Point localization data
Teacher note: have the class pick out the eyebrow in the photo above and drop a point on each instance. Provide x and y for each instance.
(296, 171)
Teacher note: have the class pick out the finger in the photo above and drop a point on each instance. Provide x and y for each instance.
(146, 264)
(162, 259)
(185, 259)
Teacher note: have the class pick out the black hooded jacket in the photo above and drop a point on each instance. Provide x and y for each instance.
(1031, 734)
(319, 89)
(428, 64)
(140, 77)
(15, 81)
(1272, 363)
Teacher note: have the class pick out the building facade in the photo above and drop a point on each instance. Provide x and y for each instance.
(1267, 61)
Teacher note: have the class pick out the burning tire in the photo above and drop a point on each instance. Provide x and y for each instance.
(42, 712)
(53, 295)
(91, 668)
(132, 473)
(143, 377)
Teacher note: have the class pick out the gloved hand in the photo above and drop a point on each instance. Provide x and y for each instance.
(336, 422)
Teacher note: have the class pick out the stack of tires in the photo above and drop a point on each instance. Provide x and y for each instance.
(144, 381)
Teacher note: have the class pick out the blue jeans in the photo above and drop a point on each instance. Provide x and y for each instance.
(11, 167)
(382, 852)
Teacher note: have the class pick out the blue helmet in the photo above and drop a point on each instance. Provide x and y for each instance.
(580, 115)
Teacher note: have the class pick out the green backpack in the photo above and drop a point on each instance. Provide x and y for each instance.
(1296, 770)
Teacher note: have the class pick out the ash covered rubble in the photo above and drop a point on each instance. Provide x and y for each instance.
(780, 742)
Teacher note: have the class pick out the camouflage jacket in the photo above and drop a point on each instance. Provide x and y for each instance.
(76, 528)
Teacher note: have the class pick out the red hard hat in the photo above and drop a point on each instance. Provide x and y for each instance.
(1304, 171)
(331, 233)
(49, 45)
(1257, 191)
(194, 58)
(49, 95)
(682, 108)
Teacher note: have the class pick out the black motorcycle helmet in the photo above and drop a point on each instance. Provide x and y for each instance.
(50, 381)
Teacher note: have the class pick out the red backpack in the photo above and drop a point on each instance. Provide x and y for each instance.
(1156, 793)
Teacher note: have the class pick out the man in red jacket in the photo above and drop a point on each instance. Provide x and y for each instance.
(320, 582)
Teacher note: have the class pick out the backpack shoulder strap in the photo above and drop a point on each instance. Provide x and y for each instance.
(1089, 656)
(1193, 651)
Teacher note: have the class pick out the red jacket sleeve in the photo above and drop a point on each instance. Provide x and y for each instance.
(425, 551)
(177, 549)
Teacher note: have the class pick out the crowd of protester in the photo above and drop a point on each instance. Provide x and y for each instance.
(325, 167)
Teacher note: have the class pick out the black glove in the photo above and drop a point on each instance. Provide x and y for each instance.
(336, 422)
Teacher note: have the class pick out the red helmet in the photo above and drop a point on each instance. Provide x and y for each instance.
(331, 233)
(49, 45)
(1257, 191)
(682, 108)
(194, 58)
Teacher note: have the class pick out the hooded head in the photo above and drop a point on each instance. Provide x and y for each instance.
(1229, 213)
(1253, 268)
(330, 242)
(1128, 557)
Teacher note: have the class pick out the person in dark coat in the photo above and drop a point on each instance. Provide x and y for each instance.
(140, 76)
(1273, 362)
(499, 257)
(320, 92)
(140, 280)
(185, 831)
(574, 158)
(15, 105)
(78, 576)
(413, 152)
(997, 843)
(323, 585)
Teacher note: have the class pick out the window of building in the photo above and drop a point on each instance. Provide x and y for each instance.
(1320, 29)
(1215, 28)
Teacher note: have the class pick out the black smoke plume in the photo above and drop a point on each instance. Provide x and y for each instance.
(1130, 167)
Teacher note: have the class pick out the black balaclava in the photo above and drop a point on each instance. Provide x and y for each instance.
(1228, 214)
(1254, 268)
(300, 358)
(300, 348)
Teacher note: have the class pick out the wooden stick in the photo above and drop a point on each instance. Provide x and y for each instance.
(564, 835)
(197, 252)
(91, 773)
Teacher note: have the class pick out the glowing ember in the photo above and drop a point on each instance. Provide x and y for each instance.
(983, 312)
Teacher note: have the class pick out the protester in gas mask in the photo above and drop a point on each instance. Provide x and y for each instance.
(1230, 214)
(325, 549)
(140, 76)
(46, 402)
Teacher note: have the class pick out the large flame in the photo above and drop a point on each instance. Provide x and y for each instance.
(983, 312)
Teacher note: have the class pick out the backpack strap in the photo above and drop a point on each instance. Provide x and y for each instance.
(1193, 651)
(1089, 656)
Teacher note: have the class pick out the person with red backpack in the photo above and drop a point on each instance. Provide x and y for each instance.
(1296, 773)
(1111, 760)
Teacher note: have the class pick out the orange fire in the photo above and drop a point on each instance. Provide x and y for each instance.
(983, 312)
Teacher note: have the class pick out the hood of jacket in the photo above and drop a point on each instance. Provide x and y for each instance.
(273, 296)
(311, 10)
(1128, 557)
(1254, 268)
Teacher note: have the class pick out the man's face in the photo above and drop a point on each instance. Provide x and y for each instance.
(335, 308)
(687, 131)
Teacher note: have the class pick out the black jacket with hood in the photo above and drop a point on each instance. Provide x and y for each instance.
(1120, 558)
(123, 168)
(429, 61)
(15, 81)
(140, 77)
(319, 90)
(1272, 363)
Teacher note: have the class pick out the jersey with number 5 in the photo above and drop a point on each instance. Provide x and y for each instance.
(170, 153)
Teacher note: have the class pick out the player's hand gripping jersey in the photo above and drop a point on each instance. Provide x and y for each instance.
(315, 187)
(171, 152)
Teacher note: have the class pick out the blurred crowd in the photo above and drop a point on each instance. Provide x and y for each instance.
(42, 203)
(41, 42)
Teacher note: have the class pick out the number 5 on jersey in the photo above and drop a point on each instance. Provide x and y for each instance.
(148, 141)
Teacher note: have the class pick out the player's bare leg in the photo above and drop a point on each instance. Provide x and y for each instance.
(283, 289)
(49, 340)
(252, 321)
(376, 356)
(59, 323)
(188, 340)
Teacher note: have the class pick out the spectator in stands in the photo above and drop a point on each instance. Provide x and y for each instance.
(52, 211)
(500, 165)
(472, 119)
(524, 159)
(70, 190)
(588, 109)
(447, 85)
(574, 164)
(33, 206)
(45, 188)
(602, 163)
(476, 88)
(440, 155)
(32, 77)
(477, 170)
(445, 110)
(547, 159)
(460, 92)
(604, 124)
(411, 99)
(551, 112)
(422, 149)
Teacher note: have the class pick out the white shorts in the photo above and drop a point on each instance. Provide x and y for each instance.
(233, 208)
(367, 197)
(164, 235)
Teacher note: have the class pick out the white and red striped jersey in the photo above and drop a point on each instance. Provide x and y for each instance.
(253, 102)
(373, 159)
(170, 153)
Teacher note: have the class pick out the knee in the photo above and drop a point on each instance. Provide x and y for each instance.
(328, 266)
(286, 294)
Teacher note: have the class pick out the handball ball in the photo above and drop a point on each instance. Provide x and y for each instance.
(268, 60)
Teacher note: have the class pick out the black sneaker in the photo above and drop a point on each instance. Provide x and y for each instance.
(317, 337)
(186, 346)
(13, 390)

Required action: From the first line to the last, retype the records exactly as they stand above.

Solution for this problem:
Teacher note: have the class pick out the eyebrow in the photo above and drop a point on each instance. Provide x and y for each instance.
(296, 171)
Teacher note: have the class pick out the finger in the photo above and drop a point on each instance. Provide x and y for each instance.
(146, 264)
(162, 259)
(185, 259)
Teacher note: have the class pick out the black hooded jacket in the photo above and drop a point on each instance. Provide x and y for each instance.
(1031, 734)
(319, 89)
(428, 64)
(140, 77)
(15, 81)
(1272, 363)
Teacher note: have the class pick out the building facade in the photo above and drop a point on each instance. Provide x and y for each instance.
(1267, 61)
Teacher note: have the class pick out the burning tire in the photo above and drop a point on each instance. Provide x and y for each instance.
(42, 712)
(53, 295)
(91, 668)
(132, 473)
(143, 377)
Teacher note: have the class pick out the gloved hand in the photo above and drop a point on each instance. Provide x and y for each instance.
(336, 422)
Teacher note: have the class pick out the stack of tires in the photo above and drop a point on each instance. Provide x and y for each instance.
(144, 381)
Teacher note: have the class pick out the blue jeans in the photo above and drop a point on each instance. Provide x and y for each instance.
(11, 167)
(382, 852)
Teacher note: have the class pick out the blue helmet in the photo above and drop a point on each instance. Provide x and y for each instance.
(580, 115)
Teacher note: have the class pick out the green backpack in the photo above and drop a point on each instance. Provide x and y for each instance.
(1296, 770)
Teacher note: have the class pick out the ash covered rubble in the photo above and drop a point on each instance. Provide x and y for each instance.
(780, 742)
Teacher note: have the class pick out the camouflage jacket in the photo above and drop a point on each instance. Provide x and y for each instance.
(76, 528)
Teacher note: have the class pick out the red hard hat in the photo above and drop a point on each instance. Provide x and y for each instance.
(1304, 171)
(331, 233)
(49, 45)
(1257, 191)
(194, 58)
(49, 95)
(682, 108)
Teacher note: have the class pick out the black motorcycle helmet in the photo above and drop a point on each instance. Provide x and y for each instance.
(50, 381)
Teacher note: have the class pick out the red backpack in the photo above and drop a point on each instance. Provide x and y for each instance.
(1156, 793)
Teacher note: have the class pick out the man in red jacket in the photo above and drop a point on each instance. Provide x and y for each instance.
(320, 582)
Teacher note: have the class pick out the backpack shoulder strap in the photo above and drop a point on each instance. Provide x and y for each instance.
(1089, 656)
(1193, 651)
Teacher note: have the class pick out the red jacket sleeve in the photo above and drop a point on each instance. Provide x and y for each instance.
(425, 551)
(177, 549)
Teacher note: have the class pick out the crowd of protester in the photo above and drop a point on each instance. Provide x and y for each instance.
(325, 167)
Teacher note: have the class pick out the black glove in the photo above and drop a point on each instance. Provide x and y for each instance.
(336, 422)
Teacher note: have the class pick out the red helmet in the photo above and drop a point on each instance. Provide x and y for each instance.
(331, 233)
(49, 45)
(1257, 191)
(682, 108)
(194, 58)
Teacher note: have the class pick out the hooded head in the photo above and drop a point on each instance. Provide x and y for each instance.
(1229, 213)
(1253, 268)
(330, 242)
(1128, 557)
Teacher note: have the class pick out the person in dark coat in the photo above and drop a point on each instance. Provide x and y for each instance.
(140, 76)
(1273, 362)
(499, 257)
(320, 92)
(140, 280)
(185, 831)
(574, 158)
(15, 105)
(78, 576)
(413, 152)
(997, 843)
(323, 585)
Teacher note: have the class pick out the window of building in the photo above and drop a point on each instance. Provide x and y for each instance.
(1320, 29)
(1215, 28)
Teacher note: have the class pick out the black smoke plume in the photo above and drop a point on each instance. Provide x and y for each instance.
(1130, 167)
Teacher note: have the class pick out the black balaclava in the photo above and drop a point on each instance. Provide x and y for each instance.
(1228, 214)
(1254, 268)
(300, 358)
(300, 348)
Teacher note: have the class pick out the wooden stick in the photo above and drop a point on each instance. Provide x and y for each instance.
(564, 835)
(197, 252)
(91, 773)
Teacher note: have the class pick out the glowing ember in the photo above and drop a point on each instance. Provide x and y for each instance.
(983, 312)
Teacher note: have the class pick out the protester in gas mask in the photo above and drop a point on each instance. Provide x and y for each instance.
(1230, 214)
(325, 549)
(140, 76)
(46, 402)
Teacher note: have the class pick out the large flame in the photo above and drop a point on each instance. Provide x and y for each instance.
(983, 312)
Teacher note: have the class pick out the backpack strap in the photo above and drop a point on each instance. Provide x and y for each instance.
(1193, 651)
(1089, 656)
Teacher note: have the class pick out the person with red backpack in the photo above and drop a point on each instance. Provide x and y for each instance.
(1296, 773)
(1111, 760)
Teacher note: have the class pick out the orange fire in the photo above and drop a point on each instance. Provide x and y for each instance.
(983, 312)
Teacher note: have the class pick out the hood of jacket in the photo above and drop a point on each instance. Provide x and y for each instance.
(273, 296)
(311, 10)
(1128, 557)
(1254, 268)
Teacher note: have the class pick out the man's face in the photo above and drop a point on each instance. Provide x and y for each instance.
(335, 308)
(687, 131)
Teacher note: have the class pick out the black jacket with hood in the photo above and drop a point on each instance. Provide x and y for each instance.
(1120, 558)
(123, 168)
(429, 61)
(15, 81)
(140, 77)
(319, 90)
(1272, 363)
Teacher note: have the class pick out the jersey with number 5 in the photo above and drop a point on each instance. Provide x and y for each instance.
(170, 153)
Teacher note: have the class pick out the player's hand gripping jersey in the photo above and drop a point on each instance. Provide x and y for each instance.
(315, 187)
(171, 152)
Teacher note: have the class pick out the blurred crowd in the photo above and drop a point on each instance. Provide x and y for each instance.
(42, 203)
(41, 42)
Teacher note: have the class pick out the number 5 on jersey in the photo above and drop a point on each instance. Provide x and y for each instance.
(148, 141)
Teacher note: have the class pick out the player's bare leg in the photo above and drop a point on each instance. Provide x and y for each instance.
(283, 289)
(49, 340)
(252, 321)
(376, 356)
(59, 323)
(188, 340)
Teacher note: have the class pick out the spectator in stands in the photo above and drop a point on each instance. Provide x and y for each instance.
(52, 211)
(500, 165)
(472, 119)
(524, 159)
(70, 190)
(588, 109)
(447, 85)
(574, 164)
(33, 206)
(45, 188)
(602, 163)
(476, 88)
(440, 155)
(32, 77)
(477, 170)
(445, 110)
(547, 159)
(460, 92)
(604, 124)
(411, 99)
(551, 112)
(422, 149)
Teacher note: have the class pick out the white shorts in the photo above and drop a point on each instance. Provide x and y for each instance.
(233, 208)
(367, 197)
(164, 235)
Teacher note: have the class pick out the white and red striped jersey in the photo above and drop a point on each instance. Provide x and y for each instance.
(253, 102)
(373, 159)
(170, 153)
Teacher note: have the class pick out the knee in the photo above and drop a point on each instance. Provide x and y for each instance.
(328, 266)
(286, 294)
Teacher note: have the class pick out the handball ball in the photo above and drop a point on each instance. Provide x and y for each instance.
(268, 60)
Teacher note: have the class pick out the black sneaker in the photo above and drop a point on each instance. Provide x and y for each instance.
(317, 337)
(186, 346)
(13, 390)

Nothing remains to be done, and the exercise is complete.